GIVEN INSTRUCTION –
Which lines of the material below contain the string "tube"? Collect each of them, treating uppercase and lowercase letters as different.

PROVIDED DATA –

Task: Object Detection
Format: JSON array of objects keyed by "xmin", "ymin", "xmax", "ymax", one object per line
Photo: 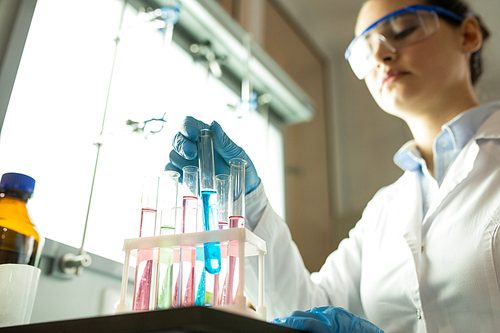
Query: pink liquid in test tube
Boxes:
[
  {"xmin": 180, "ymin": 196, "xmax": 198, "ymax": 307},
  {"xmin": 133, "ymin": 208, "xmax": 156, "ymax": 310},
  {"xmin": 172, "ymin": 247, "xmax": 181, "ymax": 308}
]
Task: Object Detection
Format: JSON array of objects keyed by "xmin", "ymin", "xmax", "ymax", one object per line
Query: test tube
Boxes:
[
  {"xmin": 229, "ymin": 158, "xmax": 247, "ymax": 228},
  {"xmin": 198, "ymin": 129, "xmax": 221, "ymax": 274},
  {"xmin": 179, "ymin": 166, "xmax": 199, "ymax": 307},
  {"xmin": 156, "ymin": 171, "xmax": 180, "ymax": 309},
  {"xmin": 226, "ymin": 158, "xmax": 247, "ymax": 304},
  {"xmin": 213, "ymin": 174, "xmax": 232, "ymax": 305},
  {"xmin": 132, "ymin": 177, "xmax": 158, "ymax": 310}
]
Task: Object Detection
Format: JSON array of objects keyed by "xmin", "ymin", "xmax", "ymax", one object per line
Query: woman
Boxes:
[{"xmin": 167, "ymin": 0, "xmax": 500, "ymax": 332}]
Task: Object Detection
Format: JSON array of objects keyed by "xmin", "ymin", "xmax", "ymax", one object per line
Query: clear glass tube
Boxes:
[
  {"xmin": 132, "ymin": 177, "xmax": 159, "ymax": 310},
  {"xmin": 226, "ymin": 158, "xmax": 247, "ymax": 304},
  {"xmin": 198, "ymin": 129, "xmax": 215, "ymax": 191},
  {"xmin": 213, "ymin": 174, "xmax": 232, "ymax": 305},
  {"xmin": 156, "ymin": 171, "xmax": 180, "ymax": 309},
  {"xmin": 179, "ymin": 166, "xmax": 199, "ymax": 307},
  {"xmin": 198, "ymin": 129, "xmax": 221, "ymax": 274},
  {"xmin": 215, "ymin": 174, "xmax": 232, "ymax": 229},
  {"xmin": 229, "ymin": 158, "xmax": 247, "ymax": 228}
]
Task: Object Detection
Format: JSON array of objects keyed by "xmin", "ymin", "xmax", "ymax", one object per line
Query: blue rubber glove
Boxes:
[
  {"xmin": 271, "ymin": 306, "xmax": 384, "ymax": 333},
  {"xmin": 165, "ymin": 117, "xmax": 260, "ymax": 194}
]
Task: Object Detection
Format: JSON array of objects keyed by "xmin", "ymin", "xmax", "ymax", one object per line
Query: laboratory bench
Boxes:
[{"xmin": 0, "ymin": 307, "xmax": 303, "ymax": 333}]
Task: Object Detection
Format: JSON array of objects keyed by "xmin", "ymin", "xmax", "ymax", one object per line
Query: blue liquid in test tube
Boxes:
[{"xmin": 198, "ymin": 129, "xmax": 221, "ymax": 274}]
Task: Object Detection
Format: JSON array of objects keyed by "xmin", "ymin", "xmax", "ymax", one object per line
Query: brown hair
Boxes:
[{"xmin": 425, "ymin": 0, "xmax": 490, "ymax": 85}]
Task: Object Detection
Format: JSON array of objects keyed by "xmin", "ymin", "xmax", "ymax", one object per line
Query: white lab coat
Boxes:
[{"xmin": 245, "ymin": 107, "xmax": 500, "ymax": 333}]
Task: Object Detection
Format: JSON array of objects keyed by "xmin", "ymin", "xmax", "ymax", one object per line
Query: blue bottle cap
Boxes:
[{"xmin": 0, "ymin": 172, "xmax": 35, "ymax": 195}]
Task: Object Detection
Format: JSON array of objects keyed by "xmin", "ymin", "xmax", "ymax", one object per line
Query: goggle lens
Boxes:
[{"xmin": 345, "ymin": 5, "xmax": 462, "ymax": 80}]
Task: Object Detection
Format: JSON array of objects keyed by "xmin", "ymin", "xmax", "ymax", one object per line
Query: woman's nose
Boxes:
[{"xmin": 372, "ymin": 35, "xmax": 396, "ymax": 63}]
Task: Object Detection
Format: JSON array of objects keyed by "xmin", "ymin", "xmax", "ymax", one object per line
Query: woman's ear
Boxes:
[{"xmin": 460, "ymin": 17, "xmax": 483, "ymax": 53}]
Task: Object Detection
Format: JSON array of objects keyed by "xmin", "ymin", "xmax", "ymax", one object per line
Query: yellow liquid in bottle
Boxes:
[{"xmin": 0, "ymin": 196, "xmax": 41, "ymax": 266}]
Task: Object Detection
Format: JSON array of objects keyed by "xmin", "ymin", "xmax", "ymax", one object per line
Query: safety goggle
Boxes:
[{"xmin": 345, "ymin": 5, "xmax": 463, "ymax": 80}]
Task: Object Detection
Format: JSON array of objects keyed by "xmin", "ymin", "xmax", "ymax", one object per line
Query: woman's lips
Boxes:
[{"xmin": 381, "ymin": 70, "xmax": 409, "ymax": 88}]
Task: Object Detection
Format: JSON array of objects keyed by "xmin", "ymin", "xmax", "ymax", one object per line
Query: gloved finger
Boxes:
[
  {"xmin": 211, "ymin": 121, "xmax": 245, "ymax": 162},
  {"xmin": 172, "ymin": 116, "xmax": 209, "ymax": 160},
  {"xmin": 271, "ymin": 311, "xmax": 331, "ymax": 333},
  {"xmin": 169, "ymin": 150, "xmax": 198, "ymax": 177},
  {"xmin": 172, "ymin": 132, "xmax": 198, "ymax": 160}
]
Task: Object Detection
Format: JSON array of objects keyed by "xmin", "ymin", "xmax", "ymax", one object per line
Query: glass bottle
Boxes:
[{"xmin": 0, "ymin": 172, "xmax": 44, "ymax": 267}]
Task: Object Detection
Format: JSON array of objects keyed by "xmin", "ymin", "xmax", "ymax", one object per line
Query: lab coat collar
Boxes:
[
  {"xmin": 397, "ymin": 171, "xmax": 422, "ymax": 281},
  {"xmin": 422, "ymin": 105, "xmax": 500, "ymax": 234}
]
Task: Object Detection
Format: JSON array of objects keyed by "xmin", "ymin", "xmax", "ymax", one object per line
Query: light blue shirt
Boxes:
[{"xmin": 394, "ymin": 102, "xmax": 500, "ymax": 216}]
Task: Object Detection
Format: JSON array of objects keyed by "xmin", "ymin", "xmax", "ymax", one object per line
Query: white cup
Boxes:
[{"xmin": 0, "ymin": 264, "xmax": 41, "ymax": 327}]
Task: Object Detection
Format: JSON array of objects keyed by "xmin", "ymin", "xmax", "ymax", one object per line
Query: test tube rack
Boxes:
[{"xmin": 116, "ymin": 228, "xmax": 267, "ymax": 320}]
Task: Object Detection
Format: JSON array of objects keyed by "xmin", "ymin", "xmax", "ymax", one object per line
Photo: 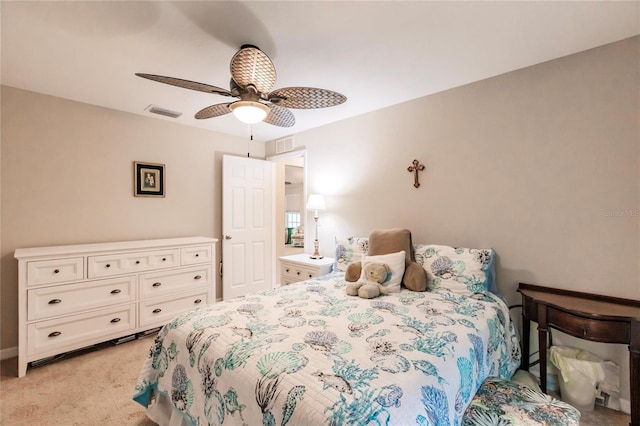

COMPLETE OUTPUT –
Query: pink liquid in test tube
Query: test tube
Query: clear glass tube
Query: blue liquid in test tube
Query: test tube rack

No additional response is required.